* STATED TASK 1: Reproduce a passage from the fan commentary word for word: begin at the words "Someone has called Law" and stop after "Spade from Twst)".
* STATED TASK 2: Using the fan commentary, decide whether each statement agrees with it, answering yes or no and quoting the deciding words: (a) The writer has watched enough Law videos to give him a reaction. (b) The writer likens Neo to a cousin seen only on important holidays. (c) The writer says there is a favourite child.

I think for Gage he probably saw Law and Desmond being natural childhood friends and playing into a bit of tomfoolery, saw that his boss did in fact have a funny bone and started to seep into his natural ‘annoying’ personality.
Okay. I may or may not be drunk but I swear I remembered Newbie and Gage calling Desmond daddy.. and if Desmond’s daddy then Law is uncle. Neo’s that one cousin you only see during important holidays like Christmas and Birthday’s and half the time you don’t even realise he’s there, Gage is either the drunk uncle or he’s the annoying more cousin.
Someone has called Law ‘Dad’. Whether it was accidental, on purpose, completely serious or joking. Someone has called him dad.. I haven’t watched enough Law vids to give him a reaction.
There isn’t a ‘favourite child’ or anything (don’t think there would be mainly because they’re all adults.) but Neo seems like a goody two-shoes.. Which isn’t true but I feel like he is trying very hard to be on a ‘path of redemption’. (For those who know - I’m thinking Quest from BloomingPanic and Deuce Spade from Twst)

* AVAILABLE DATA:
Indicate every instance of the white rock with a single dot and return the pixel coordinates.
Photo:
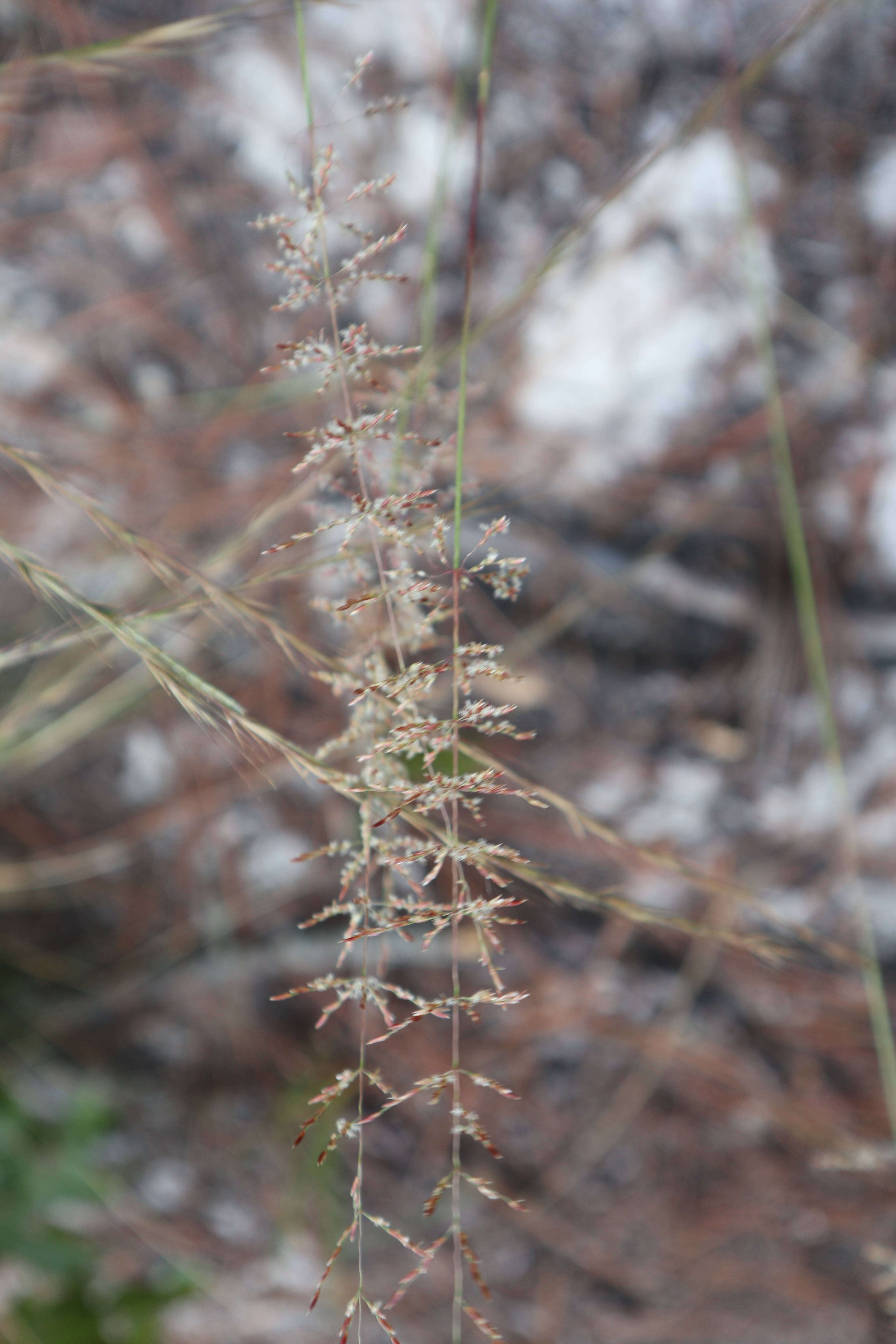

* COMPLETE OUTPUT 1:
Someone has called Law ‘Dad’. Whether it was accidental, on purpose, completely serious or joking. Someone has called him dad.. I haven’t watched enough Law vids to give him a reaction.
There isn’t a ‘favourite child’ or anything (don’t think there would be mainly because they’re all adults.) but Neo seems like a goody two-shoes.. Which isn’t true but I feel like he is trying very hard to be on a ‘path of redemption’. (For those who know - I’m thinking Quest from BloomingPanic and Deuce Spade from Twst)

* COMPLETE OUTPUT 2:
(a) No: "I haven’t watched enough Law vids to give him a reaction."
(b) Yes: "Neo’s that one cousin you only see during important holidays like Christmas and Birthday’s"
(c) No: "There isn’t a ‘favourite child’ or anything"